▶ **Task**
Copy the rows below word for word, starting with the line that contains "Target: open piano lid" and ending with the line that contains "x=1162, y=573", both included. Leave the pictures out of your copy.

══════

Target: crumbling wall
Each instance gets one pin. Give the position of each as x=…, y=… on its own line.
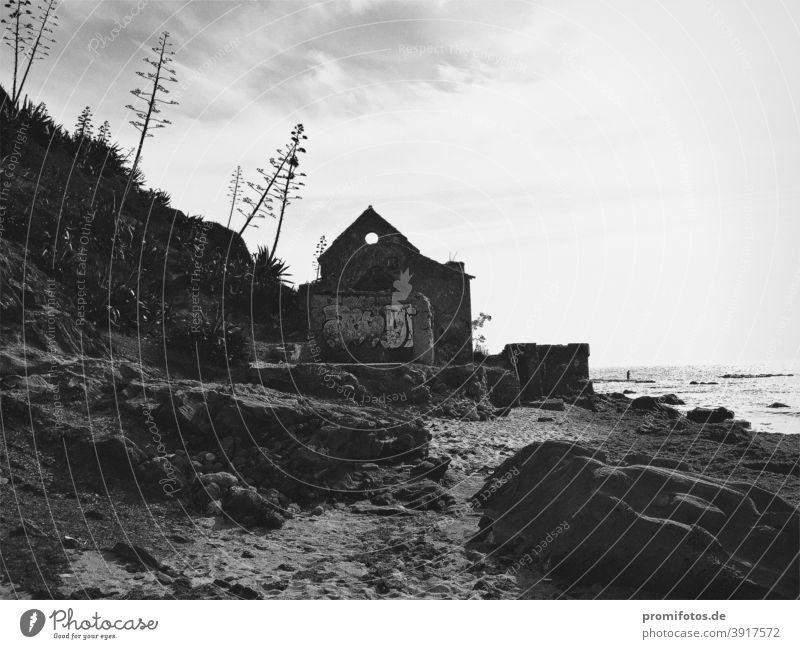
x=370, y=327
x=546, y=370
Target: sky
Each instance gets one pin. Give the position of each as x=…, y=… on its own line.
x=623, y=173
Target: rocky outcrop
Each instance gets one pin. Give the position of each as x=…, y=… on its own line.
x=709, y=415
x=659, y=530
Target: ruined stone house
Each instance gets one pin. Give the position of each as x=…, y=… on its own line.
x=379, y=299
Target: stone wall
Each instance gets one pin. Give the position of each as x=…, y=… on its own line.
x=352, y=265
x=370, y=327
x=546, y=370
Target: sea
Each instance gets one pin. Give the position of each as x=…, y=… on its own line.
x=747, y=397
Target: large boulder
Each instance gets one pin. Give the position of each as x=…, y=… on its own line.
x=659, y=530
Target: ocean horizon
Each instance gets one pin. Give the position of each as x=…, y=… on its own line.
x=749, y=398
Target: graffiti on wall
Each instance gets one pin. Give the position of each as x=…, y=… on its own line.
x=391, y=326
x=399, y=330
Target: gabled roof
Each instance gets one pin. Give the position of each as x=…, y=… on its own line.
x=368, y=221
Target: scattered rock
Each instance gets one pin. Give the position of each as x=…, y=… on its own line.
x=547, y=404
x=248, y=507
x=425, y=495
x=709, y=415
x=136, y=555
x=434, y=468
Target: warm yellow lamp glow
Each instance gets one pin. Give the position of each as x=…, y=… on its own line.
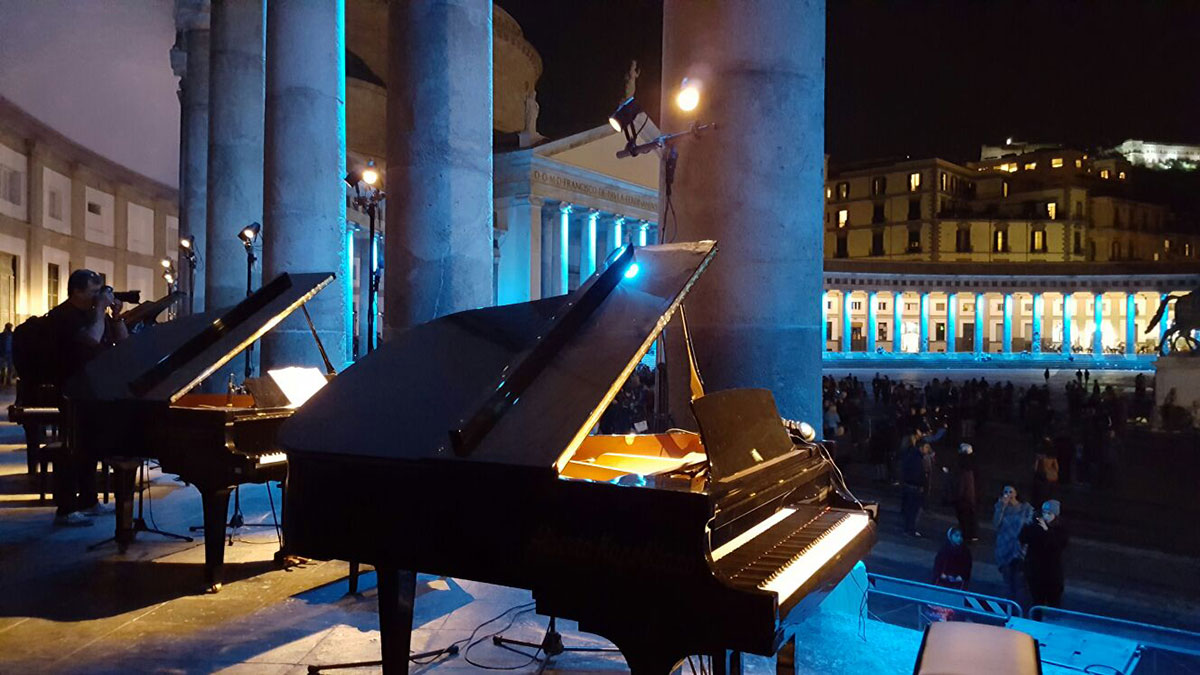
x=689, y=95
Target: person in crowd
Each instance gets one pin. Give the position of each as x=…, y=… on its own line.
x=83, y=326
x=916, y=472
x=6, y=371
x=952, y=566
x=1045, y=541
x=1009, y=515
x=965, y=493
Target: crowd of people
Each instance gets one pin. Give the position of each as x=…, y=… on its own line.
x=922, y=440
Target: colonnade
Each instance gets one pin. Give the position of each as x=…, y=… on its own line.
x=1085, y=322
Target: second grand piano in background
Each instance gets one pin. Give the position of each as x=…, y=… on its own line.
x=135, y=401
x=462, y=448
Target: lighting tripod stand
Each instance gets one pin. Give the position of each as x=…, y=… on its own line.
x=139, y=523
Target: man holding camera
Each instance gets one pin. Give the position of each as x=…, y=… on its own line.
x=82, y=326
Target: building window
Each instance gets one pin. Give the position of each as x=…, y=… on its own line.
x=963, y=239
x=52, y=285
x=1038, y=240
x=915, y=240
x=1000, y=240
x=11, y=185
x=877, y=243
x=55, y=204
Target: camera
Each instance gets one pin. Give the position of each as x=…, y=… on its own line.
x=131, y=297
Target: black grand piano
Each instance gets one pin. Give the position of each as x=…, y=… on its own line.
x=463, y=448
x=135, y=401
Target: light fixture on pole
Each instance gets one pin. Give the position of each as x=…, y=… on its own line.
x=249, y=236
x=187, y=254
x=369, y=202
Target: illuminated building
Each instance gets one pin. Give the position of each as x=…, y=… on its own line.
x=63, y=208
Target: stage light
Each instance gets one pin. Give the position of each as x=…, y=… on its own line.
x=689, y=95
x=622, y=119
x=250, y=233
x=370, y=175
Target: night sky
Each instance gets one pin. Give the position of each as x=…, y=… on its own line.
x=919, y=78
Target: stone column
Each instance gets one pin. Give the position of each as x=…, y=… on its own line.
x=520, y=275
x=1131, y=323
x=923, y=342
x=870, y=322
x=845, y=322
x=588, y=246
x=1007, y=329
x=563, y=255
x=195, y=161
x=439, y=159
x=1164, y=322
x=304, y=213
x=1036, y=322
x=981, y=304
x=237, y=79
x=754, y=318
x=1067, y=320
x=897, y=321
x=952, y=316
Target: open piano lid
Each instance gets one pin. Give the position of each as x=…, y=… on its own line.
x=519, y=384
x=167, y=360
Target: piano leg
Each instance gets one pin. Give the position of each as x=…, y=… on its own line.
x=397, y=590
x=785, y=658
x=216, y=509
x=729, y=663
x=123, y=493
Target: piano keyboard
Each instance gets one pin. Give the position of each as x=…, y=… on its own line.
x=271, y=458
x=787, y=549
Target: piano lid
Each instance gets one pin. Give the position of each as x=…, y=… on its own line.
x=515, y=384
x=167, y=360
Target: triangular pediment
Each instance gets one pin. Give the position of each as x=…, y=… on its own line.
x=595, y=150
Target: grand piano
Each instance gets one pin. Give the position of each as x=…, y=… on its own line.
x=462, y=447
x=135, y=401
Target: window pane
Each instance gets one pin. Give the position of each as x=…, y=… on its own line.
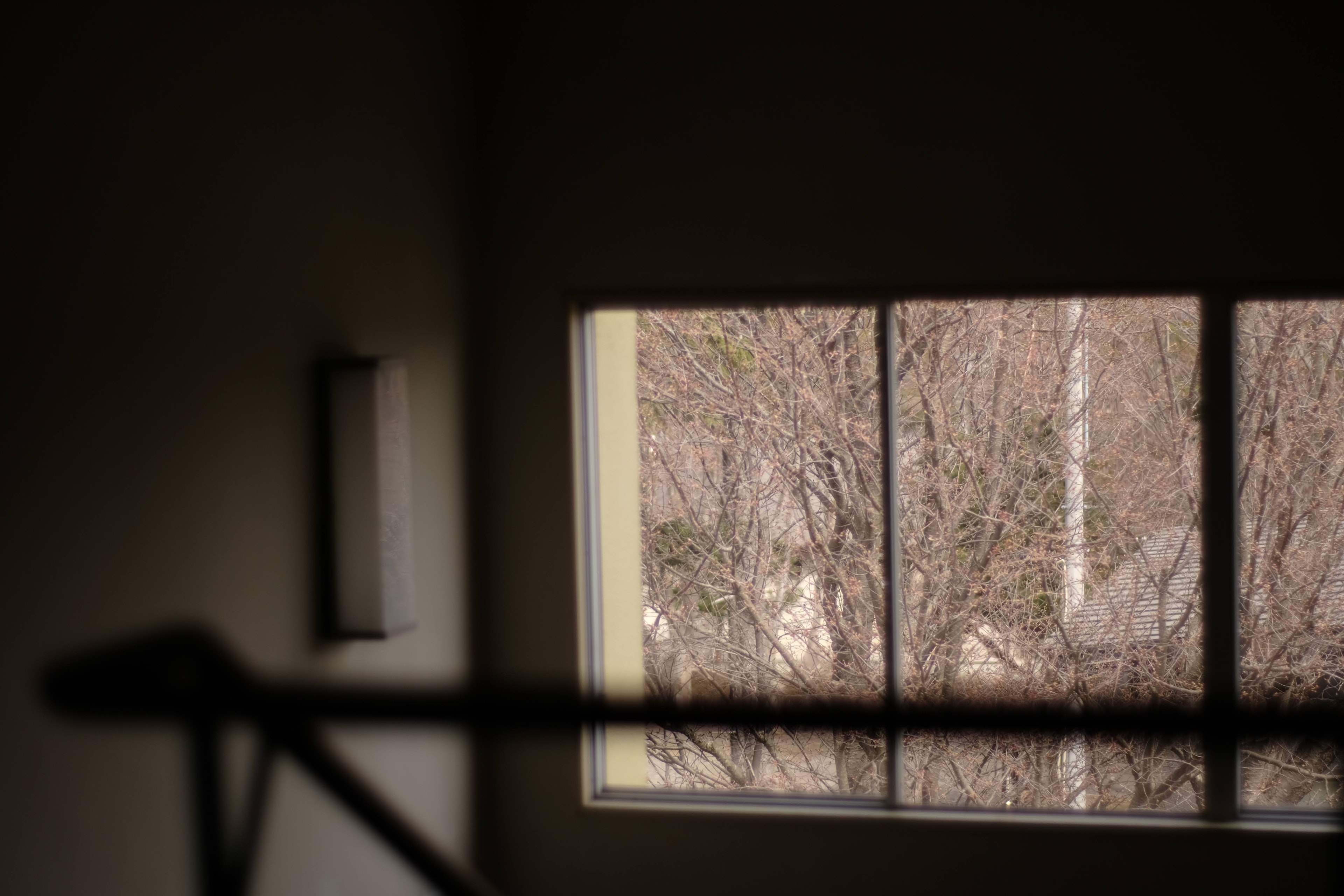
x=1049, y=484
x=1008, y=770
x=761, y=504
x=1292, y=503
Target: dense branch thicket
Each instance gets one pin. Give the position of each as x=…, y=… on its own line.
x=1292, y=499
x=765, y=561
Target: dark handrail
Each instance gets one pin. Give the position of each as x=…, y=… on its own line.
x=189, y=678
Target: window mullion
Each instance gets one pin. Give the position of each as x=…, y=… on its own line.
x=891, y=432
x=1219, y=574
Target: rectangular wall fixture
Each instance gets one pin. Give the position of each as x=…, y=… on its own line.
x=371, y=590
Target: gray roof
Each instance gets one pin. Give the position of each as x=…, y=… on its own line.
x=1156, y=588
x=1162, y=573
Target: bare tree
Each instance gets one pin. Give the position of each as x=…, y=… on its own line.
x=1049, y=531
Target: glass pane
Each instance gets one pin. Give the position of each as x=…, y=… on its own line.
x=768, y=760
x=761, y=507
x=1007, y=770
x=1049, y=485
x=1291, y=370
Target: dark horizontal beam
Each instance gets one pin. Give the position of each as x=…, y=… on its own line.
x=187, y=675
x=878, y=292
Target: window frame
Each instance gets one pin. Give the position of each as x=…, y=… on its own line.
x=1219, y=561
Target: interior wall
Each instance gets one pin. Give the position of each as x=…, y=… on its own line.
x=203, y=201
x=690, y=149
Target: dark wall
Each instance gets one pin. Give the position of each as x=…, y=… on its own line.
x=698, y=149
x=201, y=202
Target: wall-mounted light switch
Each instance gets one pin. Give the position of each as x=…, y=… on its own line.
x=370, y=499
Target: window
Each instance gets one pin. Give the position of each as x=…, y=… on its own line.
x=969, y=503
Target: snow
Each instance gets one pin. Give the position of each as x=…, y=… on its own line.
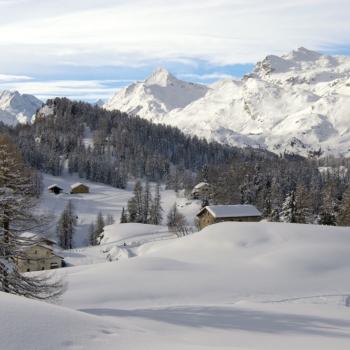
x=229, y=286
x=101, y=198
x=156, y=96
x=200, y=185
x=16, y=108
x=77, y=184
x=53, y=186
x=28, y=324
x=230, y=211
x=297, y=103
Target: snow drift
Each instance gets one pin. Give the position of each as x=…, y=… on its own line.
x=297, y=103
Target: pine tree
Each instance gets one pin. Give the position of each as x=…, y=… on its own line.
x=100, y=224
x=303, y=210
x=132, y=210
x=110, y=219
x=138, y=196
x=66, y=226
x=16, y=205
x=288, y=208
x=91, y=234
x=343, y=218
x=146, y=203
x=123, y=217
x=156, y=216
x=176, y=222
x=327, y=211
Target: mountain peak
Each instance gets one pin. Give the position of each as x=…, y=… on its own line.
x=161, y=77
x=302, y=54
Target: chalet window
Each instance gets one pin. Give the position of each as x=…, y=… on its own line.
x=53, y=265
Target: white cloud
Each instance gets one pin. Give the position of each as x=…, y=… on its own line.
x=76, y=89
x=9, y=78
x=133, y=31
x=209, y=76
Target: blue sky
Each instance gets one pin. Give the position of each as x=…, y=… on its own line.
x=86, y=49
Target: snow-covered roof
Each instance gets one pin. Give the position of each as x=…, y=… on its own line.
x=53, y=186
x=77, y=184
x=231, y=211
x=32, y=235
x=200, y=185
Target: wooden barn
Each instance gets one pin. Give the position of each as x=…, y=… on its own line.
x=79, y=188
x=39, y=256
x=213, y=214
x=55, y=189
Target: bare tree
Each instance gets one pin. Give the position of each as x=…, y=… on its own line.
x=177, y=222
x=16, y=206
x=66, y=226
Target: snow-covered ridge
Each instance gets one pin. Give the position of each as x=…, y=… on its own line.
x=17, y=108
x=299, y=103
x=156, y=96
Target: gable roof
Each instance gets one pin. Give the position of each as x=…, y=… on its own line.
x=77, y=185
x=231, y=211
x=200, y=185
x=54, y=186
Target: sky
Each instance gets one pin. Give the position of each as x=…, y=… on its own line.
x=87, y=49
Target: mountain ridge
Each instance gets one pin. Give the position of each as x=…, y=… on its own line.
x=17, y=108
x=294, y=103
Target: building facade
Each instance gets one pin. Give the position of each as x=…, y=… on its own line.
x=79, y=188
x=219, y=213
x=38, y=257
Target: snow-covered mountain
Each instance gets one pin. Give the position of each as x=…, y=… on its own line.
x=17, y=108
x=158, y=95
x=299, y=103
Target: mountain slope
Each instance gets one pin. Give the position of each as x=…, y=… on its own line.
x=156, y=96
x=17, y=108
x=298, y=103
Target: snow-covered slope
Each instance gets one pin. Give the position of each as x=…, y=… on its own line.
x=32, y=325
x=156, y=96
x=230, y=286
x=299, y=103
x=17, y=108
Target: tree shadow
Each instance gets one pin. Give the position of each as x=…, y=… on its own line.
x=230, y=318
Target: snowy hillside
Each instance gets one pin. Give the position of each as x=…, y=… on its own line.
x=156, y=96
x=298, y=103
x=17, y=108
x=102, y=198
x=230, y=286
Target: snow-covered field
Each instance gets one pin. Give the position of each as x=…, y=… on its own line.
x=102, y=198
x=298, y=102
x=229, y=286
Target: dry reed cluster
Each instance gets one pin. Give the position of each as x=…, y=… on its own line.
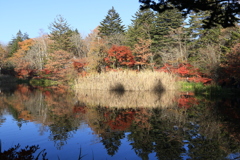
x=128, y=81
x=128, y=99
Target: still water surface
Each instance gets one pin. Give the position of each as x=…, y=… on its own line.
x=105, y=125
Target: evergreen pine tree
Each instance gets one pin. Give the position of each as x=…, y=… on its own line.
x=111, y=25
x=141, y=26
x=13, y=44
x=163, y=24
x=61, y=34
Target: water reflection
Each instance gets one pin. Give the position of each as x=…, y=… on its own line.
x=161, y=126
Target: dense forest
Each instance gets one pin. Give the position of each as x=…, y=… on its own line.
x=158, y=41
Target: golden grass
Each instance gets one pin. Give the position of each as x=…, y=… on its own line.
x=127, y=81
x=93, y=98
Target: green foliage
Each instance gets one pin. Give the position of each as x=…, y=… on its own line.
x=61, y=34
x=163, y=24
x=111, y=25
x=13, y=45
x=141, y=27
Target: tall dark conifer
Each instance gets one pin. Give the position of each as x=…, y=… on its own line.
x=111, y=25
x=141, y=27
x=61, y=34
x=164, y=22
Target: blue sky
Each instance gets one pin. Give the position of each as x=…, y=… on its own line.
x=31, y=16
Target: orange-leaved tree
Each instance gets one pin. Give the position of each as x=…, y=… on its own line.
x=19, y=62
x=59, y=65
x=119, y=56
x=229, y=73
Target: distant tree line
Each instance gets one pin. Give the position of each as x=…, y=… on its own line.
x=152, y=40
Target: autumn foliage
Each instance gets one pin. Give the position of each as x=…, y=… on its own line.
x=229, y=73
x=186, y=72
x=119, y=56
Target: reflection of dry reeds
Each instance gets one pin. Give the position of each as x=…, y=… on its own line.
x=126, y=99
x=128, y=80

══════

▶ **Output of the exercise**
Target: open piano lid
Each instance gets one pin. Give the position of each as x=…, y=… on its own line.
x=519, y=384
x=167, y=360
Target: piano leg
Each instance gets one pin. Give the position of each as x=…, y=… on its own line.
x=397, y=590
x=785, y=658
x=216, y=509
x=729, y=663
x=123, y=493
Target: piano keyboard
Each instance gets one pin. Give the position of each as x=…, y=… on its own line.
x=271, y=458
x=787, y=549
Target: piano lid
Each instance gets one pin. Give the position of each as x=…, y=… on its own line.
x=515, y=384
x=167, y=360
Target: triangular pediment
Each instance gets one pin. Give the position of each as x=…, y=… on its own line.
x=595, y=150
Target: grand piano
Each instance gets one pin. Give the position of each as x=…, y=… on its own line.
x=462, y=447
x=135, y=401
Target: window pane
Each instance gets one pin. Give the position of each as x=…, y=… on its own line.
x=1049, y=484
x=1008, y=770
x=761, y=504
x=1292, y=503
Target: dense branch thicket
Each instance gets one pin. Give the position of each as x=…, y=… on its own line.
x=1292, y=499
x=765, y=561
Target: dark handrail
Each instance gets one pin. Give the position of each as x=…, y=… on its own line.
x=189, y=678
Target: window mullion
Each instance gets one pin. Give the position of each as x=…, y=… on its own line.
x=891, y=432
x=1219, y=574
Target: rectangular wall fixture
Each instance gets one pin. Give the position of each as x=…, y=… on its own line.
x=371, y=590
Target: gray roof
Each instance gets one pin. Give the position of each as x=…, y=… on its own line.
x=1156, y=588
x=1162, y=573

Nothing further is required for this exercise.